>> START EXERCISE MATERIALS

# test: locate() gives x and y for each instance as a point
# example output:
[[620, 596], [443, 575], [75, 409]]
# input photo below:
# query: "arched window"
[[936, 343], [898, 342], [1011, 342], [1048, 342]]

>> END EXERCISE MATERIALS

Write out every line of the items again, requests included, and add 28 to each x and y coordinate in the answers while leaving all other numbers unchanged.

- SOLUTION FOR THIS EXERCISE:
# test: locate() gives x and y for each instance as a point
# example output:
[[620, 596], [443, 575], [75, 409]]
# input photo below:
# query: "arched window"
[[964, 371], [926, 370], [1039, 370], [1076, 370]]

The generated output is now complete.